*** Opening DATA FOR THIS EXERCISE ***

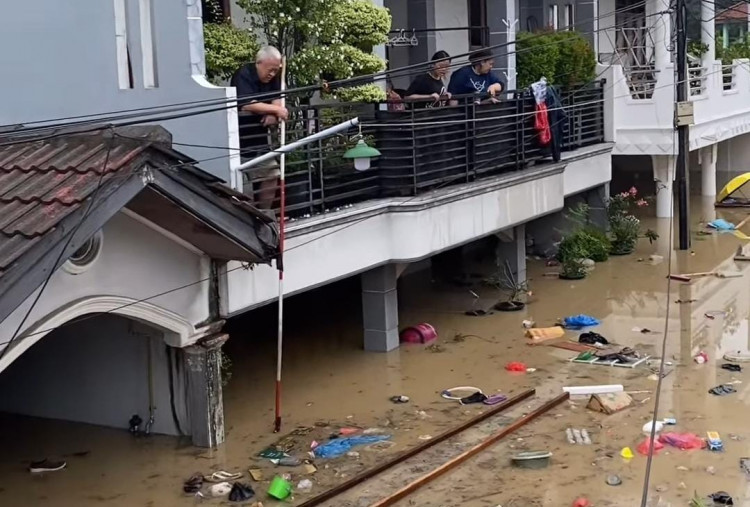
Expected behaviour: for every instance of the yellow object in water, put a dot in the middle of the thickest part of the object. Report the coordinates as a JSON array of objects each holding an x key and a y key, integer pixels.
[{"x": 735, "y": 193}]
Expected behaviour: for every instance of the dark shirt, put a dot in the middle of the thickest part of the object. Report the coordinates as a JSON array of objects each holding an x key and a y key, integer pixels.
[
  {"x": 465, "y": 81},
  {"x": 253, "y": 135},
  {"x": 425, "y": 84}
]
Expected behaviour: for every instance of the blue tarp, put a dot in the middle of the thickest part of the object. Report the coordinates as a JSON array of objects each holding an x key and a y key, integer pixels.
[
  {"x": 340, "y": 446},
  {"x": 579, "y": 321}
]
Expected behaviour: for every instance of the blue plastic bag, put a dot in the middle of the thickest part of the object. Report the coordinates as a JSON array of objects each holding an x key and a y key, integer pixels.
[
  {"x": 721, "y": 225},
  {"x": 340, "y": 446},
  {"x": 579, "y": 321}
]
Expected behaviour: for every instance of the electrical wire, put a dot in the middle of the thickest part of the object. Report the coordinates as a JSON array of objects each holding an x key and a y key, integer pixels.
[{"x": 233, "y": 102}]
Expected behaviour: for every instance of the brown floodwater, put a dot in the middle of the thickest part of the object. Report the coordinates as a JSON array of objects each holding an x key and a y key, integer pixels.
[{"x": 329, "y": 382}]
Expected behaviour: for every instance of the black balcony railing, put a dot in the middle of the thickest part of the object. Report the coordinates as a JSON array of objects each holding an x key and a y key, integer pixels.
[{"x": 425, "y": 148}]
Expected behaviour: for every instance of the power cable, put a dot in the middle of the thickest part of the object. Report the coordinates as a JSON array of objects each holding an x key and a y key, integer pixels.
[{"x": 234, "y": 101}]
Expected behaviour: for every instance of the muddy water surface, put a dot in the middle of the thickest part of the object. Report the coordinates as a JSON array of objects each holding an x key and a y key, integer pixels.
[{"x": 330, "y": 383}]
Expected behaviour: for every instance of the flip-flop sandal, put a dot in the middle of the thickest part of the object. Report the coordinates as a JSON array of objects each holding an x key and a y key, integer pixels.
[
  {"x": 222, "y": 476},
  {"x": 193, "y": 484},
  {"x": 220, "y": 489},
  {"x": 495, "y": 399}
]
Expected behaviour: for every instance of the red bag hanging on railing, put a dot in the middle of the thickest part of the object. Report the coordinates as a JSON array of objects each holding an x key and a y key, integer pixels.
[{"x": 541, "y": 124}]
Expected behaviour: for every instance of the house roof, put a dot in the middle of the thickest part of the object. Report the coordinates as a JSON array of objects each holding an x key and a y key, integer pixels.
[
  {"x": 737, "y": 13},
  {"x": 56, "y": 193}
]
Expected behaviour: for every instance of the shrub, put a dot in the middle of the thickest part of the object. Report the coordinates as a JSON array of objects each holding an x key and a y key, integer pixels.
[
  {"x": 227, "y": 49},
  {"x": 564, "y": 57}
]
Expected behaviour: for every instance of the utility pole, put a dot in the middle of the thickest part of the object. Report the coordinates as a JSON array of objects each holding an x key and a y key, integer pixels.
[{"x": 683, "y": 120}]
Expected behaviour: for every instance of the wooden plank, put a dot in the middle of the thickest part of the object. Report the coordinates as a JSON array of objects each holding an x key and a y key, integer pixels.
[
  {"x": 449, "y": 465},
  {"x": 367, "y": 474}
]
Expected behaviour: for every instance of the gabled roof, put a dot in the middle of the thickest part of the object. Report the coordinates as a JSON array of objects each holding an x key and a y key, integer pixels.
[{"x": 56, "y": 193}]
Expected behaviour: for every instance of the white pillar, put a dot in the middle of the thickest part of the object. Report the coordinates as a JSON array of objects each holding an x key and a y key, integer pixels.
[
  {"x": 708, "y": 31},
  {"x": 661, "y": 31},
  {"x": 664, "y": 171},
  {"x": 708, "y": 170}
]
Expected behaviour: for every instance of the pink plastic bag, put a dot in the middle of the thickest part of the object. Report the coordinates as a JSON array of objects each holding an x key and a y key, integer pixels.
[
  {"x": 683, "y": 441},
  {"x": 644, "y": 446}
]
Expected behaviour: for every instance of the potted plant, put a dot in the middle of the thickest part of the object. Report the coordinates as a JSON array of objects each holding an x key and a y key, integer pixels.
[
  {"x": 514, "y": 290},
  {"x": 573, "y": 262},
  {"x": 624, "y": 227}
]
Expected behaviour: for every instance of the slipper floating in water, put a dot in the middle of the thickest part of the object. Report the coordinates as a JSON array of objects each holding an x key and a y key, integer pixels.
[{"x": 36, "y": 467}]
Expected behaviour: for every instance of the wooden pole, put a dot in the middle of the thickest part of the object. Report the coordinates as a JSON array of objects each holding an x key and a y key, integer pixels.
[
  {"x": 280, "y": 260},
  {"x": 450, "y": 465},
  {"x": 367, "y": 474}
]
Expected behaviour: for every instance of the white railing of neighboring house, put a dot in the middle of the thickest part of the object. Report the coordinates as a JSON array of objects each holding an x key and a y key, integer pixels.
[
  {"x": 729, "y": 77},
  {"x": 697, "y": 76}
]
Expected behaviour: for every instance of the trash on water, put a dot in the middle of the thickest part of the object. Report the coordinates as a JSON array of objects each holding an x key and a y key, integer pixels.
[
  {"x": 400, "y": 399},
  {"x": 532, "y": 459},
  {"x": 614, "y": 480},
  {"x": 340, "y": 446},
  {"x": 649, "y": 425},
  {"x": 610, "y": 403},
  {"x": 592, "y": 338},
  {"x": 731, "y": 367},
  {"x": 701, "y": 357},
  {"x": 722, "y": 390},
  {"x": 579, "y": 321},
  {"x": 421, "y": 333},
  {"x": 645, "y": 446},
  {"x": 682, "y": 441},
  {"x": 713, "y": 441},
  {"x": 721, "y": 498},
  {"x": 305, "y": 486},
  {"x": 516, "y": 366}
]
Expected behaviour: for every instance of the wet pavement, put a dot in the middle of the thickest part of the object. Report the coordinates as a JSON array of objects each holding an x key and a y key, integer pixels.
[{"x": 331, "y": 383}]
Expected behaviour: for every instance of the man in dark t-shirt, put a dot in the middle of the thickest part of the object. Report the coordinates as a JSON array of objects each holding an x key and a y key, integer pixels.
[
  {"x": 428, "y": 89},
  {"x": 257, "y": 118},
  {"x": 477, "y": 78}
]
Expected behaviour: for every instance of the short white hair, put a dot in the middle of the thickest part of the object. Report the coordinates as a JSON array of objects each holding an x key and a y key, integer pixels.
[{"x": 266, "y": 53}]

*** Closing DATA FOR THIS EXERCISE ***

TASK GOAL> With the line that contains "Expected behaviour: for every instance of the short" as the starting point, output each line exactly through the end of the listing above.

EXERCISE RESPONSE>
Expected behaviour: for every instance of the short white hair, put a dot in the middle of the thickest part of the object. Report the coordinates as a JSON array of objects each holding an x key and a y key, integer pixels.
[{"x": 266, "y": 53}]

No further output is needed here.